+++ Selected text +++
Below is the link and timeline for the nearly 2 hr+ recording.
Clicking the link will install the Adobe Connect plugin if you don't have it and you'll be able to view and move around in the recorded session at will. You can scroll and copy or click on links in the chat window as well, since this is not just a video playback.
Also, clicking the 'Advanced Options' button to the left of 'Play/Pause' will open a panel that lets you skip around in the meeting by each line of the chat and when it happened in the timeline.
Ribbit's PureMVC Success Story
Ribbit is a real success story if there ever was one.
A small Silicon Valley company builds Internet telephony software, builds it well, and is bought by one of the largest telcos in the world, BT. But this is not just another case of 'big fish swallows little fish'.
Watch this video about how BT will be 'transformed' from a telco to an Internet services company by the venture.
And the framework of choice at Ribbit? PureMVC of course.
+++
## Required actions
a) In the Ribbit excerpt, which company bought Ribbit?
b) Continue the Ribbit excerpt from its last sentence.
+++ Dataset content +++
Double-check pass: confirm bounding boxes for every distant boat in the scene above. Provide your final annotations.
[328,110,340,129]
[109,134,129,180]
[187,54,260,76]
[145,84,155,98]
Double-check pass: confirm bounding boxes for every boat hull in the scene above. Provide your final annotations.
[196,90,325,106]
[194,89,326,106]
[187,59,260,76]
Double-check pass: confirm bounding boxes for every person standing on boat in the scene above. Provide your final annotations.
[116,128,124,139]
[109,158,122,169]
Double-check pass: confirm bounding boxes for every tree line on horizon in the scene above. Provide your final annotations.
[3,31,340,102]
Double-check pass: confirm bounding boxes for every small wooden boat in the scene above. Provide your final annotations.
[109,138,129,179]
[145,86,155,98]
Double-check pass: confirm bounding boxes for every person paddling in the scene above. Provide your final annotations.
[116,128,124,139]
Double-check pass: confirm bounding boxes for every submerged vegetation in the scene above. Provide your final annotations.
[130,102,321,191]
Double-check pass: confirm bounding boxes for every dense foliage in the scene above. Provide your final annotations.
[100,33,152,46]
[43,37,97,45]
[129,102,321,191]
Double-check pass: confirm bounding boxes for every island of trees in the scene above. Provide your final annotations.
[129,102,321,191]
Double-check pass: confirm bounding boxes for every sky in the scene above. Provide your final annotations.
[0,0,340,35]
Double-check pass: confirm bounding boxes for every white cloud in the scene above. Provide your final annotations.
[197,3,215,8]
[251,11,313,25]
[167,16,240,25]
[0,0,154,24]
+++
## Answers by task
a) BT, one of the largest telcos in the world.

b)
Brendan decided to have a chat with his co-workers at Ribbit and find out how they use PureMVC. Here, in his words is what he found:
My name is Brendan Lee and my title is Application Engineer here at Ribbit. I have been working with PureMVC since July 2007. My background is in Flash and now Flex development. What initially interested me in PureMVC was how it provided the same organization and functionality of the higher level aspects of Actionscript (such as the Event structure) but built out in an aesthetically minimal fashion. I also like how it promotes a level of abstraction from the stage and the view logic. I appreciate that PureMVC is pattern based, without being decadent in its implementation. My colleagues Michael Meyers, Michael Baird and I used PureMVC to architect and build an application that will potentially scale dramatically, so it was important to use a framework that had the properties I described above. And one last thing is the community is very active, and I have posted a great deal of questions where you, Cliff, yourself have hit me up later in the day with a response. Very cool of you!
Our lead UI engineer and one of our original PureMVC evangelist ( the other being Michael Baird from Esria), Peter Chanthamynavong, initially chose to switch to PureMVC because of the documentation, the fact that it hides the use of singleton, the framework exists in multiple languages, multi-core for multiple application support, module friendly setup, the code base is commented well for augmentation, and has a live asdocs. He has used PureMVC to refactor our main consumer application, " Ribbit Mobile " from Cairngorm and used an augmented version of PureMVC as a the basis of our API.
Sid Jain, our current lead on Ribbit Mobile, had this to say about its implementation: "PureMVC helps to create complex web-apps like Ribbit Mobile (Ribbit's first consumer application), while maintaining modularity within the code-base. This modular approach allows us to follow an agile development process, by breaking down large code modifications into smaller discrete components within the PureMVC framework."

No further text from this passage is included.